◆ **Aim of the task**:
Repeat each entry as written and leave the images out of the copy.

◆ **Stored items from a collection**:
######
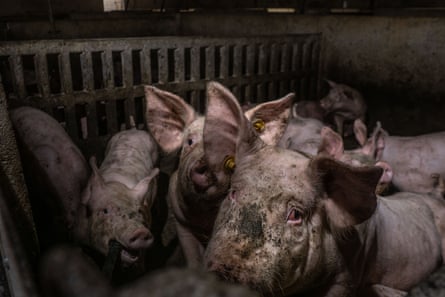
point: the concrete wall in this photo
(397, 62)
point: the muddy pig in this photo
(53, 161)
(195, 191)
(343, 104)
(291, 224)
(116, 202)
(416, 160)
(66, 272)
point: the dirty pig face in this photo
(268, 231)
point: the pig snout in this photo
(133, 246)
(200, 176)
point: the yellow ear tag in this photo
(229, 163)
(259, 125)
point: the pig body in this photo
(291, 224)
(302, 134)
(344, 105)
(53, 159)
(195, 191)
(117, 200)
(415, 160)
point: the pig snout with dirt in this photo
(416, 161)
(343, 105)
(51, 158)
(196, 191)
(116, 202)
(291, 224)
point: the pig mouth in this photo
(129, 256)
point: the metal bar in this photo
(41, 68)
(127, 68)
(86, 64)
(179, 64)
(17, 71)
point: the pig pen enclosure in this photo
(94, 86)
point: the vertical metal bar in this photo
(194, 63)
(107, 69)
(111, 117)
(263, 59)
(17, 71)
(145, 66)
(179, 64)
(237, 57)
(65, 73)
(41, 68)
(210, 62)
(224, 61)
(274, 56)
(127, 68)
(163, 65)
(86, 64)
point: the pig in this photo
(116, 202)
(302, 134)
(343, 104)
(332, 145)
(195, 193)
(415, 160)
(66, 272)
(297, 225)
(50, 157)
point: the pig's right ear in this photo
(349, 191)
(226, 131)
(331, 144)
(270, 118)
(166, 117)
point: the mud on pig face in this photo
(274, 229)
(115, 212)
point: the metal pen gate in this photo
(93, 86)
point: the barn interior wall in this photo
(398, 62)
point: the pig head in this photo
(116, 202)
(343, 104)
(291, 224)
(195, 190)
(415, 160)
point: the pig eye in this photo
(294, 217)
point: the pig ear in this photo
(350, 191)
(376, 143)
(270, 118)
(166, 117)
(143, 186)
(360, 132)
(331, 143)
(331, 83)
(224, 128)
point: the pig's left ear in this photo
(270, 118)
(226, 131)
(350, 191)
(143, 187)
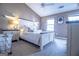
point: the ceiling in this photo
(45, 9)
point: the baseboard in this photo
(61, 38)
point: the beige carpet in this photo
(56, 48)
(22, 48)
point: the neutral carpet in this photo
(56, 48)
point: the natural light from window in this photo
(50, 25)
(73, 18)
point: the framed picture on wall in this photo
(60, 20)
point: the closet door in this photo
(73, 39)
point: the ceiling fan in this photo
(46, 4)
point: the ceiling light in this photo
(61, 7)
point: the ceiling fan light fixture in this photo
(61, 7)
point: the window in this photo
(50, 25)
(73, 18)
(30, 24)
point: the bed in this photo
(38, 38)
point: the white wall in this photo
(60, 29)
(20, 9)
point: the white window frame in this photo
(50, 24)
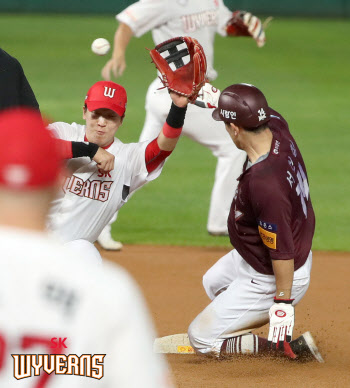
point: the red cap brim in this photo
(94, 105)
(216, 115)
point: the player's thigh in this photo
(219, 277)
(243, 306)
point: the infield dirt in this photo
(171, 280)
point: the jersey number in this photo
(302, 188)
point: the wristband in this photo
(80, 149)
(288, 301)
(171, 132)
(176, 116)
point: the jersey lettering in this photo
(96, 190)
(302, 188)
(268, 238)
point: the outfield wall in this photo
(313, 8)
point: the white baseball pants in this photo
(85, 249)
(241, 299)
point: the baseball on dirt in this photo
(100, 46)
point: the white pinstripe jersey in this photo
(90, 198)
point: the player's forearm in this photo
(73, 149)
(122, 38)
(171, 130)
(284, 273)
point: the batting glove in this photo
(281, 323)
(208, 96)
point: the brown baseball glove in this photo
(182, 64)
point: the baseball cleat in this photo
(106, 241)
(217, 234)
(305, 348)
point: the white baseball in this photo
(100, 46)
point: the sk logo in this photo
(109, 92)
(103, 174)
(262, 114)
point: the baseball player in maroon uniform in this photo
(271, 225)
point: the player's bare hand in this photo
(104, 160)
(115, 66)
(178, 100)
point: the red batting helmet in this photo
(244, 105)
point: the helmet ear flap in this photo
(244, 105)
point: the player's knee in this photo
(200, 343)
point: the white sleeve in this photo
(131, 343)
(137, 166)
(145, 15)
(63, 131)
(224, 16)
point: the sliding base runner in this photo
(304, 346)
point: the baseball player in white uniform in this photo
(89, 196)
(52, 300)
(199, 19)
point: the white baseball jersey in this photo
(89, 198)
(199, 19)
(47, 292)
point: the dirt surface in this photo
(170, 278)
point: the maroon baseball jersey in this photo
(271, 215)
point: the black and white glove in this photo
(208, 96)
(281, 323)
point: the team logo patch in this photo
(280, 313)
(262, 114)
(268, 234)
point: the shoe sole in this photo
(312, 346)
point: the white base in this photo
(173, 344)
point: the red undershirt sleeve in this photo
(154, 156)
(65, 148)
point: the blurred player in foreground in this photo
(271, 225)
(202, 20)
(53, 302)
(15, 89)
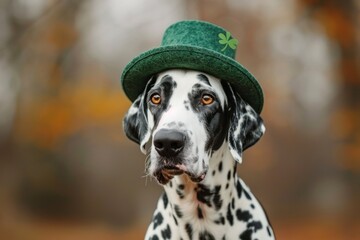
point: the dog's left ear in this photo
(135, 123)
(246, 126)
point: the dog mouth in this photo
(167, 172)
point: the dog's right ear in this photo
(135, 123)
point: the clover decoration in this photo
(225, 40)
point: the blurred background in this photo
(68, 172)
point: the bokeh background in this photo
(68, 172)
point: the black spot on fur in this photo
(239, 189)
(256, 225)
(178, 211)
(243, 215)
(189, 231)
(246, 235)
(206, 236)
(154, 237)
(221, 220)
(175, 220)
(220, 166)
(166, 233)
(157, 220)
(247, 195)
(180, 193)
(200, 214)
(165, 200)
(203, 194)
(229, 216)
(269, 231)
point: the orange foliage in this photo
(48, 120)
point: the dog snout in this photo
(169, 143)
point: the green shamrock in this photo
(225, 40)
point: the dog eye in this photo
(207, 99)
(155, 99)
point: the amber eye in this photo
(155, 99)
(207, 99)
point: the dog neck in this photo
(210, 199)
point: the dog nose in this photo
(169, 143)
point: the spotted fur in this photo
(192, 147)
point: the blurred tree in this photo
(341, 22)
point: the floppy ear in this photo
(135, 123)
(245, 127)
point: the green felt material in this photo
(194, 45)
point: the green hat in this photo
(195, 45)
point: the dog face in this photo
(185, 116)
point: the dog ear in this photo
(245, 127)
(135, 123)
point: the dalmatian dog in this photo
(194, 128)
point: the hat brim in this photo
(137, 73)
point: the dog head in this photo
(184, 117)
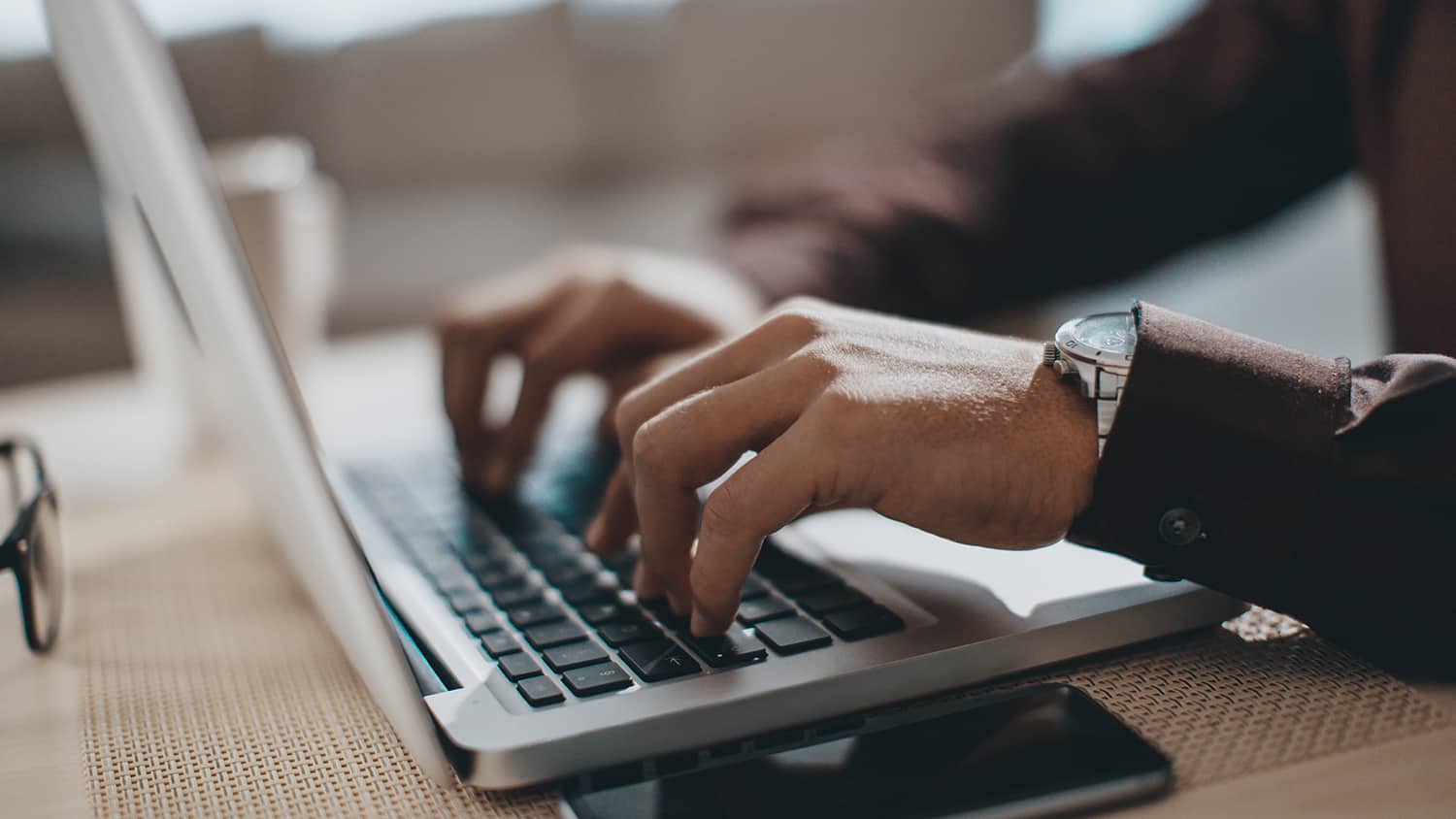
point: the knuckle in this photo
(649, 446)
(841, 413)
(719, 515)
(711, 586)
(626, 419)
(800, 317)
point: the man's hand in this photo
(955, 432)
(605, 311)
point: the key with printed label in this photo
(596, 679)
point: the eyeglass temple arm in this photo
(11, 539)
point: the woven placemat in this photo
(212, 688)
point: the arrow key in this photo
(658, 659)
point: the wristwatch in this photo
(1097, 351)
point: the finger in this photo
(616, 515)
(772, 341)
(568, 341)
(468, 348)
(765, 495)
(465, 366)
(695, 441)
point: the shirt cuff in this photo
(1214, 463)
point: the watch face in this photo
(1109, 332)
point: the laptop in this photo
(501, 650)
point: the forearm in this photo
(1313, 489)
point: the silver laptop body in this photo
(943, 614)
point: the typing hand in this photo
(955, 432)
(605, 311)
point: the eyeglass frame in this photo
(17, 550)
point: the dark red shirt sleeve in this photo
(1289, 480)
(1053, 180)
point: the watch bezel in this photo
(1075, 349)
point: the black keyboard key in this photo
(518, 667)
(596, 679)
(753, 588)
(454, 582)
(620, 563)
(498, 580)
(792, 635)
(588, 591)
(769, 606)
(626, 632)
(605, 611)
(539, 691)
(552, 557)
(567, 574)
(472, 600)
(535, 614)
(658, 661)
(553, 635)
(480, 621)
(730, 649)
(664, 612)
(573, 655)
(515, 598)
(821, 603)
(810, 579)
(500, 643)
(480, 563)
(864, 621)
(775, 563)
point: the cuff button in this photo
(1179, 527)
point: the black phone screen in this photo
(1050, 745)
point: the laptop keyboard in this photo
(562, 624)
######
◆ **Solved problem**:
point: the concrete wall in this photo
(397, 62)
point: the muddy pig in this photo
(53, 161)
(195, 191)
(343, 104)
(291, 224)
(116, 202)
(416, 160)
(66, 272)
point: the dirty pig face in this photo
(268, 231)
point: the pig snout in this photo
(133, 246)
(200, 176)
point: the yellow ear tag in this photo
(229, 163)
(259, 125)
point: the pig body in this photo
(291, 224)
(302, 134)
(344, 105)
(53, 159)
(195, 191)
(117, 200)
(415, 160)
point: the pig snout with dirt in this photo
(416, 161)
(343, 105)
(51, 158)
(196, 191)
(116, 202)
(291, 224)
point: the pig mouth in this photo
(129, 256)
point: the metal bar in this photo
(41, 68)
(127, 68)
(86, 64)
(179, 64)
(17, 71)
point: the pig pen enclosure in this photo
(94, 86)
point: the vertical metal bar in this photo
(194, 63)
(107, 69)
(111, 117)
(263, 59)
(17, 71)
(145, 66)
(179, 64)
(237, 57)
(65, 73)
(41, 68)
(210, 62)
(224, 61)
(274, 56)
(127, 68)
(163, 65)
(86, 64)
point: the pig in this photo
(116, 202)
(302, 134)
(343, 104)
(332, 145)
(195, 193)
(415, 160)
(66, 272)
(297, 225)
(50, 157)
point: the pig's right ear in this photo
(349, 191)
(226, 131)
(331, 144)
(270, 118)
(166, 117)
point: the mud on pig face in this photo
(274, 229)
(115, 212)
point: the metal pen gate in this photo
(93, 86)
point: the barn interior wall in this photo
(398, 62)
point: the pig head in this photo
(116, 202)
(343, 104)
(291, 224)
(195, 190)
(415, 160)
point: the pig eye in this photo
(294, 217)
point: the pig ear in this photo
(350, 191)
(376, 143)
(270, 118)
(166, 117)
(143, 186)
(360, 132)
(331, 143)
(331, 83)
(224, 128)
point: the pig's left ear in this photo
(270, 118)
(226, 131)
(350, 191)
(143, 187)
point: the ceiling in this photo
(45, 9)
point: the baseboard in this photo
(61, 38)
point: the beige carpet in this photo
(56, 48)
(22, 48)
point: the neutral carpet in this photo
(56, 48)
point: the natural light from window in this photo
(50, 25)
(73, 18)
point: the framed picture on wall in this photo
(60, 20)
point: the closet door in this photo
(73, 39)
point: the ceiling fan in this photo
(46, 4)
point: the ceiling light in this photo
(61, 7)
point: the ceiling fan light fixture in this photo
(61, 7)
point: the window in this photo
(50, 25)
(73, 18)
(30, 24)
point: the bed in this photo
(38, 38)
point: the white wall in this photo
(60, 29)
(20, 9)
point: the white window frame in this photo
(50, 24)
point: the red cap brim in this photo
(94, 105)
(216, 115)
point: the player's thigh in this photo
(219, 277)
(243, 306)
point: the infield dirt in this photo
(171, 280)
point: the jersey number in this photo
(302, 188)
point: the wristband in this photo
(80, 149)
(288, 301)
(171, 132)
(176, 116)
point: the jersey lettering in this photo
(96, 190)
(302, 188)
(268, 238)
point: the outfield wall in this photo
(313, 8)
point: the white baseball pants in this photo
(85, 249)
(241, 299)
point: the baseball on dirt in this photo
(100, 46)
point: the white pinstripe jersey in this photo
(90, 198)
point: the player's forearm in this photo
(73, 149)
(122, 38)
(171, 130)
(284, 273)
point: the batting glove in this photo
(281, 323)
(208, 96)
point: the brown baseball glove in this photo
(182, 64)
point: the baseball cleat in this photo
(106, 241)
(217, 234)
(305, 348)
point: the white baseball in this photo
(100, 46)
point: the sk logo in this photo
(109, 92)
(103, 174)
(262, 114)
point: the baseball player in maroon uniform in this photo
(271, 225)
point: the player's bare hand in this photo
(104, 160)
(115, 66)
(178, 100)
point: the red batting helmet in this photo
(244, 105)
point: the helmet ear flap in this photo
(244, 105)
point: the player's knee in this photo
(200, 343)
point: the white sleeve in this photo
(131, 343)
(137, 166)
(145, 15)
(63, 131)
(224, 16)
point: the sliding base runner in this photo
(304, 346)
point: the baseball player in white uniform in this photo
(89, 196)
(52, 300)
(199, 19)
point: the white baseball jersey in this photo
(89, 198)
(199, 19)
(47, 292)
point: the dirt surface in this photo
(170, 278)
point: the maroon baseball jersey in this photo
(271, 215)
point: the black and white glove in this photo
(208, 96)
(281, 323)
point: the team logo patch in this photo
(280, 313)
(262, 114)
(268, 234)
point: the shoe sole in this photo
(312, 346)
point: the white base in this photo
(173, 344)
point: the red undershirt sleeve in this photo
(154, 156)
(65, 148)
point: the blurred player in foreground in this photo
(271, 225)
(202, 20)
(53, 302)
(15, 89)
point: the dog's left ear in this photo
(135, 123)
(246, 126)
point: the dog mouth in this photo
(167, 172)
point: the dog's right ear in this photo
(135, 123)
point: the clover decoration in this photo
(225, 40)
point: the blurred background in this photo
(68, 172)
point: the bokeh background in this photo
(68, 172)
point: the black spot on fur in this photo
(239, 189)
(256, 225)
(178, 211)
(243, 215)
(189, 231)
(246, 235)
(206, 236)
(154, 237)
(221, 220)
(175, 220)
(220, 166)
(166, 233)
(157, 220)
(247, 195)
(180, 193)
(200, 214)
(165, 200)
(203, 194)
(229, 216)
(269, 231)
point: the orange foliage in this photo
(48, 120)
point: the dog snout in this photo
(169, 143)
point: the green shamrock in this photo
(225, 40)
point: the dog eye in this photo
(207, 99)
(155, 99)
point: the amber eye in this photo
(155, 99)
(207, 99)
point: the dog neck in this photo
(210, 199)
point: the dog nose in this photo
(169, 143)
point: the spotted fur in this photo
(192, 147)
point: the blurred tree in this photo
(341, 22)
point: the floppy ear in this photo
(135, 123)
(245, 127)
point: the green felt material in this photo
(194, 45)
point: the green hat in this photo
(195, 45)
point: the dog face in this photo
(185, 116)
point: the dog ear in this photo
(245, 127)
(135, 123)
point: the dalmatian dog in this photo
(194, 128)
point: the hat brim in this photo
(137, 73)
point: the dog head in this photo
(184, 117)
point: the knuckle in this photo
(649, 446)
(841, 413)
(719, 515)
(711, 586)
(626, 419)
(800, 317)
point: the man's hand in this photo
(955, 432)
(605, 311)
point: the key with printed label in this photo
(596, 679)
point: the eyeglass temple arm in this photo
(11, 539)
point: the woven placemat in this photo
(212, 688)
point: the arrow key in this photo
(658, 659)
point: the wristwatch in this photo
(1097, 351)
point: the finger in this photo
(616, 515)
(772, 341)
(568, 341)
(468, 348)
(765, 495)
(465, 366)
(695, 441)
point: the shirt cuff in this photo
(1214, 463)
point: the watch face in this photo
(1109, 332)
point: the laptop in this photo
(501, 650)
point: the forearm in this photo
(1313, 489)
point: the silver laptop body in this photo
(943, 614)
point: the typing hand in this photo
(955, 432)
(605, 311)
point: the eyeglass frame in this photo
(17, 550)
point: the dark red shirt sleeve in this photo
(1289, 480)
(1053, 180)
point: the watch bezel in this photo
(1075, 349)
point: the black keyboard key in this photo
(518, 667)
(596, 679)
(753, 588)
(454, 582)
(620, 563)
(498, 580)
(792, 635)
(588, 591)
(769, 606)
(626, 632)
(605, 611)
(539, 691)
(552, 557)
(567, 574)
(472, 600)
(535, 614)
(658, 661)
(553, 635)
(480, 621)
(730, 649)
(664, 612)
(573, 655)
(515, 598)
(821, 603)
(810, 579)
(500, 643)
(480, 563)
(864, 621)
(775, 563)
point: the cuff button in this photo
(1179, 527)
point: the black phone screen in this photo
(1050, 745)
point: the laptop keyboard in this photo
(562, 624)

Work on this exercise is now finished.